**What this task involves**
Can you swap "mudflat" for "tidal flat" in the data from the line with "Tag the barnacle-covered" through the end, returning only those lines with everything else unchanged?

start

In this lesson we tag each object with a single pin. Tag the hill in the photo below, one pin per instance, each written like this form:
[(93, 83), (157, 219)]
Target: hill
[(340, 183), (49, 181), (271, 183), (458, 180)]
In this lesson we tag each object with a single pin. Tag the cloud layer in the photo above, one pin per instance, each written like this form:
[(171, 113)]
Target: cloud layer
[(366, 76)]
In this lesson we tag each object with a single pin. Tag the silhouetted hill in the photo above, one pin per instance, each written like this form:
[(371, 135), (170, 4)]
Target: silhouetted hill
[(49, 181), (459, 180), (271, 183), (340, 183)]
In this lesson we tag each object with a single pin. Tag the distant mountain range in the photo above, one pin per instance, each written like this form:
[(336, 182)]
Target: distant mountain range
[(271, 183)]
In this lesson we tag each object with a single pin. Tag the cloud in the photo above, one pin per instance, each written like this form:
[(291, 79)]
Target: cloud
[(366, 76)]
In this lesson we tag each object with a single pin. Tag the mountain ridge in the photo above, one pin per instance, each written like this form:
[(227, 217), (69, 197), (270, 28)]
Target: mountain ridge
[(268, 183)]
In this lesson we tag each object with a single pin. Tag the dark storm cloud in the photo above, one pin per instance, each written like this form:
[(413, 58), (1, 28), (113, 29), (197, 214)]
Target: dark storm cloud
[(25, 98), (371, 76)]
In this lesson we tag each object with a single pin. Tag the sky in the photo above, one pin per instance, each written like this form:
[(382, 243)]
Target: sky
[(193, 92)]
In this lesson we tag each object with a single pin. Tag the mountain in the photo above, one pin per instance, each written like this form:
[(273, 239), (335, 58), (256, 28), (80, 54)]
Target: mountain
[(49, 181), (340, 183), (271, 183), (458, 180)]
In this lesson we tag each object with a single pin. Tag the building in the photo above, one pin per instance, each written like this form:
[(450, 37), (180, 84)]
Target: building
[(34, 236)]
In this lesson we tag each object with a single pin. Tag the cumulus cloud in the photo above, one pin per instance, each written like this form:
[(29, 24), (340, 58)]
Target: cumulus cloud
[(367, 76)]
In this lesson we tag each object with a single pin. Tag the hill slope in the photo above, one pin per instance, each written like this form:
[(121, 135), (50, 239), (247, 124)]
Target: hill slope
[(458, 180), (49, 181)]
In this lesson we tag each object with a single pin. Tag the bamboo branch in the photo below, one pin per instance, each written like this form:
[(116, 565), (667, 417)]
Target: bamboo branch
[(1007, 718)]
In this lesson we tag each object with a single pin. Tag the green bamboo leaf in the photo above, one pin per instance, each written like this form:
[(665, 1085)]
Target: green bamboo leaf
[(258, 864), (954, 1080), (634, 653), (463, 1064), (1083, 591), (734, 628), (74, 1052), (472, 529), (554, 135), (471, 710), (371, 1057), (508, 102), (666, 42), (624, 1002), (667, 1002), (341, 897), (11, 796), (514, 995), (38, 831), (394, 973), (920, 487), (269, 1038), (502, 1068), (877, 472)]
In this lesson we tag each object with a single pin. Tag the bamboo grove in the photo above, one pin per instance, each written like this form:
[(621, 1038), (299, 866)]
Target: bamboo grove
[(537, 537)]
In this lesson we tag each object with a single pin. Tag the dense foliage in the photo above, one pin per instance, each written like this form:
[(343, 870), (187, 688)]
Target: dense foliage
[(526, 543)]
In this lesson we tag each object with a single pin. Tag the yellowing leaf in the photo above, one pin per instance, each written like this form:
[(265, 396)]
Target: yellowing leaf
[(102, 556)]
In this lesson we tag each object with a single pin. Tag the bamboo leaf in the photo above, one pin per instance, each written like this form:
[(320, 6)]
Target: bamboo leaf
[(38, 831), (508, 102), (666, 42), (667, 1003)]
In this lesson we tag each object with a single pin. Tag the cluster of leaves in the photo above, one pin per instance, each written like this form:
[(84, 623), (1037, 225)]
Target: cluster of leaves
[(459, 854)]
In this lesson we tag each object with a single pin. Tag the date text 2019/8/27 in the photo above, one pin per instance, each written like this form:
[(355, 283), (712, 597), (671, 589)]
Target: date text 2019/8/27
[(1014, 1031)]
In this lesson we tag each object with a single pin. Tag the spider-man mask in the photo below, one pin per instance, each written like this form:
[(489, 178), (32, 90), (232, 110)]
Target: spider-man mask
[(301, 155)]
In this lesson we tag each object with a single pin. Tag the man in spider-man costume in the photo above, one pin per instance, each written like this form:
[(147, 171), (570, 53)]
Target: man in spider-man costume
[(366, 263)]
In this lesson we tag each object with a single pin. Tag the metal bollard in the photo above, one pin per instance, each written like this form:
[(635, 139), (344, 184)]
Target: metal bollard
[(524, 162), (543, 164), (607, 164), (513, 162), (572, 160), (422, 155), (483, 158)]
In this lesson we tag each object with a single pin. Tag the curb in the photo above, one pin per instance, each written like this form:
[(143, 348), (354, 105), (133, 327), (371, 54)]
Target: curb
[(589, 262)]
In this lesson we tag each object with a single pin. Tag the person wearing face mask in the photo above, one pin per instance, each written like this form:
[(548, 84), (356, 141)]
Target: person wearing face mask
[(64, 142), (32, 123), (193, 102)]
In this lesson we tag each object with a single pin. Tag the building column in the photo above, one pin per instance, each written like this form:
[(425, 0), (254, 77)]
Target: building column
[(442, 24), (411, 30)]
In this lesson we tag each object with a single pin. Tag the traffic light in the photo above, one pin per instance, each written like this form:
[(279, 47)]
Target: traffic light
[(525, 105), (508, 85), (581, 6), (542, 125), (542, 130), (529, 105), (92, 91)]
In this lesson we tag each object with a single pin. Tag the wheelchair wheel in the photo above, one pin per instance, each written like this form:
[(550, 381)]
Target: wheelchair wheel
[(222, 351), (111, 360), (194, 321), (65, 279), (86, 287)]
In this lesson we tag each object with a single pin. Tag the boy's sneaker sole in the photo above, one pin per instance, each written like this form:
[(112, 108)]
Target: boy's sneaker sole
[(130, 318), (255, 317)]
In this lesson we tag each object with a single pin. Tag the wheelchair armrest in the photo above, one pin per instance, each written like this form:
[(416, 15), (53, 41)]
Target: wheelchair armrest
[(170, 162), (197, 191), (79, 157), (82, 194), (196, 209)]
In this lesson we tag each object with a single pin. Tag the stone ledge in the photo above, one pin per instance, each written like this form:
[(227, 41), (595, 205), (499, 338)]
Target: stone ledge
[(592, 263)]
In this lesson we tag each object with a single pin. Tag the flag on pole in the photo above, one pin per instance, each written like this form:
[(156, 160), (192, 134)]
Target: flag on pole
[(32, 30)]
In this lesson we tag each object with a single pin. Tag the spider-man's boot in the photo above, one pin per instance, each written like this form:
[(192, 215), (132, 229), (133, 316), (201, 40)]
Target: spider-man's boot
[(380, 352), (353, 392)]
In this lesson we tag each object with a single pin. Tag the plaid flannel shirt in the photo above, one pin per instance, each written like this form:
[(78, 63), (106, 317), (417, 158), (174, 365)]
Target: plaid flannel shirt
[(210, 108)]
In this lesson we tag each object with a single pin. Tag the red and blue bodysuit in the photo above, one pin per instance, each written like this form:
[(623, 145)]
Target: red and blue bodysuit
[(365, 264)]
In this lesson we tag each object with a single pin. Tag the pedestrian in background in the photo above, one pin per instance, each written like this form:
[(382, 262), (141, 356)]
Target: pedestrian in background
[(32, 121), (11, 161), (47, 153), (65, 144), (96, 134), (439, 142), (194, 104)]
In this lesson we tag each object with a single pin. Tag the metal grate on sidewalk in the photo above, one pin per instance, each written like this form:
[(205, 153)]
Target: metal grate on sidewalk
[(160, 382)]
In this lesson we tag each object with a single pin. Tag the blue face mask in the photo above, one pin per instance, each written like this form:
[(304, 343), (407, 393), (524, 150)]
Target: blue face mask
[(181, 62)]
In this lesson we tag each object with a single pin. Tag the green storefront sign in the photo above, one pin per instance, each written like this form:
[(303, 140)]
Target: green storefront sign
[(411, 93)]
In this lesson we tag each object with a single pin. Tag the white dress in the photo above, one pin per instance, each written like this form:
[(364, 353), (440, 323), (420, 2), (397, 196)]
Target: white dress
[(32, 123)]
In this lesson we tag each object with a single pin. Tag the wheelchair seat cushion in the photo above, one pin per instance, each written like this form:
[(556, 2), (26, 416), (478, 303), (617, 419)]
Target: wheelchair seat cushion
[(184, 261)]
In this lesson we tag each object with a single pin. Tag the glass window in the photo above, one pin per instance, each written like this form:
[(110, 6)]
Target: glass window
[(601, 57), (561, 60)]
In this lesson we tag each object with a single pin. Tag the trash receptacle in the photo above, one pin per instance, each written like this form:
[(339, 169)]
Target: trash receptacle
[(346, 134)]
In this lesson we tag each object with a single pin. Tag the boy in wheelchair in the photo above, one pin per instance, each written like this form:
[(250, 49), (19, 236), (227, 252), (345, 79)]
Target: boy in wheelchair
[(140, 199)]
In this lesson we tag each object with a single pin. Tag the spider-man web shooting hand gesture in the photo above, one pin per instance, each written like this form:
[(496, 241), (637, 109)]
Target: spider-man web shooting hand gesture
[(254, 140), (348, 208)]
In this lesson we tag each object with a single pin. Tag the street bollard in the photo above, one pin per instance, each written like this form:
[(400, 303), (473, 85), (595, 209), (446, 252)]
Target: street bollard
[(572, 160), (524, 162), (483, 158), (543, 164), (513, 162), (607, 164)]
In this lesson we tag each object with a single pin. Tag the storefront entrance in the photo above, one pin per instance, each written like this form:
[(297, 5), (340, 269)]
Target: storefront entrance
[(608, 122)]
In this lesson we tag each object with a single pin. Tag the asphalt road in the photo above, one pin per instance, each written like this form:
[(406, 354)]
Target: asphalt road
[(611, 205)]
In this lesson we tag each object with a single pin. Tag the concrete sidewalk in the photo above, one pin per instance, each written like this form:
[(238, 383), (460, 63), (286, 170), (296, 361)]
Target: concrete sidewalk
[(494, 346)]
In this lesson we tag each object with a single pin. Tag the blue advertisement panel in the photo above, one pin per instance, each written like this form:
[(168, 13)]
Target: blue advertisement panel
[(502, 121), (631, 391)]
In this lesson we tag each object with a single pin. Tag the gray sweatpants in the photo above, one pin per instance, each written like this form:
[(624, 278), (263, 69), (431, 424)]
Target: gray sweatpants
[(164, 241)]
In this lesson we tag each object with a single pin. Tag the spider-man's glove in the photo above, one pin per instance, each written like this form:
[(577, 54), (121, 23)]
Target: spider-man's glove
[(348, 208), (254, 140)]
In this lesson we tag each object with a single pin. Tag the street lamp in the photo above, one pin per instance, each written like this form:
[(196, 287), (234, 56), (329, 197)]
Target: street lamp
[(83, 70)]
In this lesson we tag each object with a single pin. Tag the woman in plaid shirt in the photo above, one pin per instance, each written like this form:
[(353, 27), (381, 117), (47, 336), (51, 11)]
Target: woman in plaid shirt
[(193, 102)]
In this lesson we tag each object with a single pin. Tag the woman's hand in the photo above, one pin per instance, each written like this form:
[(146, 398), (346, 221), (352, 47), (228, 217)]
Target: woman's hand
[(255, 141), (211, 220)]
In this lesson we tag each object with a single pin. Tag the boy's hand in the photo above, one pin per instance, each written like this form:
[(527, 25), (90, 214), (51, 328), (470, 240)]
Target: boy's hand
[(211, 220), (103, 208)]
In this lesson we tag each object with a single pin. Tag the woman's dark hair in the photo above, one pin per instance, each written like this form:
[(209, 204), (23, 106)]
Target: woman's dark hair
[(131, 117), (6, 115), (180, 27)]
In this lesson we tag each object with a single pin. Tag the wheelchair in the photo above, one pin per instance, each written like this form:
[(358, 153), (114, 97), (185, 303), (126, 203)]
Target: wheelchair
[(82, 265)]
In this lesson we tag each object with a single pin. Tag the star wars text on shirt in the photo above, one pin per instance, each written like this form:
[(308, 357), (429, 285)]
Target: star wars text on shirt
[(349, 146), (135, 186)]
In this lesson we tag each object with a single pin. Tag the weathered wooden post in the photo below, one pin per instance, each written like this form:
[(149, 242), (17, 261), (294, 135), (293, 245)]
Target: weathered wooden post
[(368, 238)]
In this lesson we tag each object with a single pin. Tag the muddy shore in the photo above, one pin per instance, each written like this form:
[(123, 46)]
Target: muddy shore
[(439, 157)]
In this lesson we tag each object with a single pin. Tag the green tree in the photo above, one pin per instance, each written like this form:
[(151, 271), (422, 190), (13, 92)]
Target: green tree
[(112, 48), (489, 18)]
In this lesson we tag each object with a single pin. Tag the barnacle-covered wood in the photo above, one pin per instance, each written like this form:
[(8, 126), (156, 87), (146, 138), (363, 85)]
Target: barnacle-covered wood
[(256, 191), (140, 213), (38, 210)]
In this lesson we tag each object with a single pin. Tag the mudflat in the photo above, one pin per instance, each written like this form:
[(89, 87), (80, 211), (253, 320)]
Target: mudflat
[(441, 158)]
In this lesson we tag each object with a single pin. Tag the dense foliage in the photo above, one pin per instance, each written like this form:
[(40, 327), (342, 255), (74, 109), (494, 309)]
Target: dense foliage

end

**Finished exercise**
In this lesson we tag each object with a single pin. Tag the barnacle-covered wood in the photo above, one pin per instance, each written like this form:
[(8, 126), (156, 87), (146, 138), (363, 85)]
Target: barnacle-covered wood
[(256, 191), (140, 213), (38, 210)]
In this lesson we tag each object with a single pin. Tag the tidal flat in the photo above, one pin per instance, each written like this form:
[(89, 87), (80, 211), (253, 320)]
Target: tidal flat
[(441, 158)]
In this lesson we tag each object with a single pin. Tag the dense foliage in the photo above, one pin per instance, each written like this form:
[(40, 327), (342, 255), (74, 109), (494, 309)]
Target: dense foliage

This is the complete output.